Brief A ▸ Edit the records starting at the line containing "Put a dot on every instance of the shadow" and ending at the end of the records: replace every occurrence of "wooden deck" with "timber deck" and keep everything else unchanged. Return only those edited lines.

Supplied passage ▸

Introduction to data

In this lab we explore flights, specifically a random sample of domestic flights that departed from the three major New York City airports in 2013.

We will generate simple graphical and numerical summaries of data on these flights and explore delay times. You will find all the work-space for your lab on posit cloud using this link.

Presenting your work

This video presents some guidelines for presenting your lab code and report. Before you present, please make sure you publish your final report on Rpubs. Here are some instructions. Remember you may need to register and/or sign into RPubs first. Here’s another link with explanations.

Getting started

In this lab, we will explore and visualize the data using the tidyverse suite of packages. The data can be found in the data folder, and you will load it into your environment using the read_csv function.

Creating a reproducible lab report

Remember that we will be using R Markdown to create reproducible lab reports. In RStudio, go to the file lab-02.Rmd

Update the YAML with your name, the date and the name of the lab.

Input rows ▸
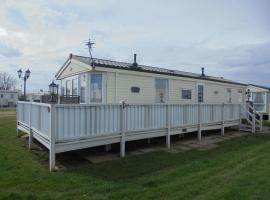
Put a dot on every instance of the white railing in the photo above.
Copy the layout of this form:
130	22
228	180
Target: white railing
34	116
253	118
65	127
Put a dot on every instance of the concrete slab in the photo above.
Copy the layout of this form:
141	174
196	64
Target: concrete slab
102	158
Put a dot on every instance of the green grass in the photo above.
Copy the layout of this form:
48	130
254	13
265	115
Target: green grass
238	169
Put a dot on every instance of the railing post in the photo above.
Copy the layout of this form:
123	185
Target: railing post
240	117
199	123
52	137
222	119
30	139
168	124
253	120
123	139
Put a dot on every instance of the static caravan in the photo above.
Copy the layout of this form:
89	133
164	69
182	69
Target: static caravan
104	81
160	103
260	96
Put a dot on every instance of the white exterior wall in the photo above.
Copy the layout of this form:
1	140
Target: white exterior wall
119	82
119	88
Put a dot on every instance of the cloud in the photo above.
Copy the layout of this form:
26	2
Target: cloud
7	51
230	39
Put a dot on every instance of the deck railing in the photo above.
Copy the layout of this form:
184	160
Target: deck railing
64	127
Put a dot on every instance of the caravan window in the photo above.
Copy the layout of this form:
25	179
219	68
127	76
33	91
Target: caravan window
75	86
68	87
200	91
259	101
161	86
186	94
229	96
83	88
96	88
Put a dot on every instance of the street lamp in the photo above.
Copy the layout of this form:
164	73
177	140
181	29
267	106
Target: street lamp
53	91
25	77
248	94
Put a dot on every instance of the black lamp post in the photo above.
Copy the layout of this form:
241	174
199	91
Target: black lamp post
53	91
25	77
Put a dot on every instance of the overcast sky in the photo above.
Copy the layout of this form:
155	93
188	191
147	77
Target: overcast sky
228	38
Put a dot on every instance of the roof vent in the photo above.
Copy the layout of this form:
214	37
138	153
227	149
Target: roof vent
135	64
202	75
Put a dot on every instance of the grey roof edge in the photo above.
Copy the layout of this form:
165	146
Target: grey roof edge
140	68
260	86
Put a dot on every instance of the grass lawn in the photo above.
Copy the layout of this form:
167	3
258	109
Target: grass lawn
238	169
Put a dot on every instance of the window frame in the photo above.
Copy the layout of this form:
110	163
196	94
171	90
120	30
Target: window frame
228	95
260	104
186	89
197	92
103	87
166	99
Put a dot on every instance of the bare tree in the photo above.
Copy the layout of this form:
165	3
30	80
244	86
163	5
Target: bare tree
7	81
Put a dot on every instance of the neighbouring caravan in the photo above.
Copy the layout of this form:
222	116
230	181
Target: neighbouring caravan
8	98
260	97
105	81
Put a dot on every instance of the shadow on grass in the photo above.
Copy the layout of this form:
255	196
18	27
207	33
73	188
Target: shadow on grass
139	165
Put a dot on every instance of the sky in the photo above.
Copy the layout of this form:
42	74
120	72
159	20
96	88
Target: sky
230	38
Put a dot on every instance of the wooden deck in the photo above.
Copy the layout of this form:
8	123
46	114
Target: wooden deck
63	127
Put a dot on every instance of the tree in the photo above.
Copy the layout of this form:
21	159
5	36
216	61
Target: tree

Brief B ▸
Answer these questions about the lab introduction:
(i) In what year did the sampled flights depart?
(ii) Which function loads the data into the environment?
(iii) Which file should be opened in RStudio?

Worked answer A ▸
Put a dot on every instance of the shadow on grass in the photo above.
Copy the layout of this form:
255	196
18	27
207	33
73	188
Target: shadow on grass
139	165
Put a dot on every instance of the sky in the photo above.
Copy the layout of this form:
42	74
120	72
159	20
96	88
Target: sky
230	38
Put a dot on every instance of the timber deck in the photo above.
Copy the layout of this form:
8	123
46	114
Target: timber deck
63	127
Put a dot on every instance of the tree in the photo above.
Copy the layout of this form:
21	159
5	36
216	61
Target: tree

Worked answer B ▸
(i) 2013
(ii) read_csv
(iii) lab-02.Rmd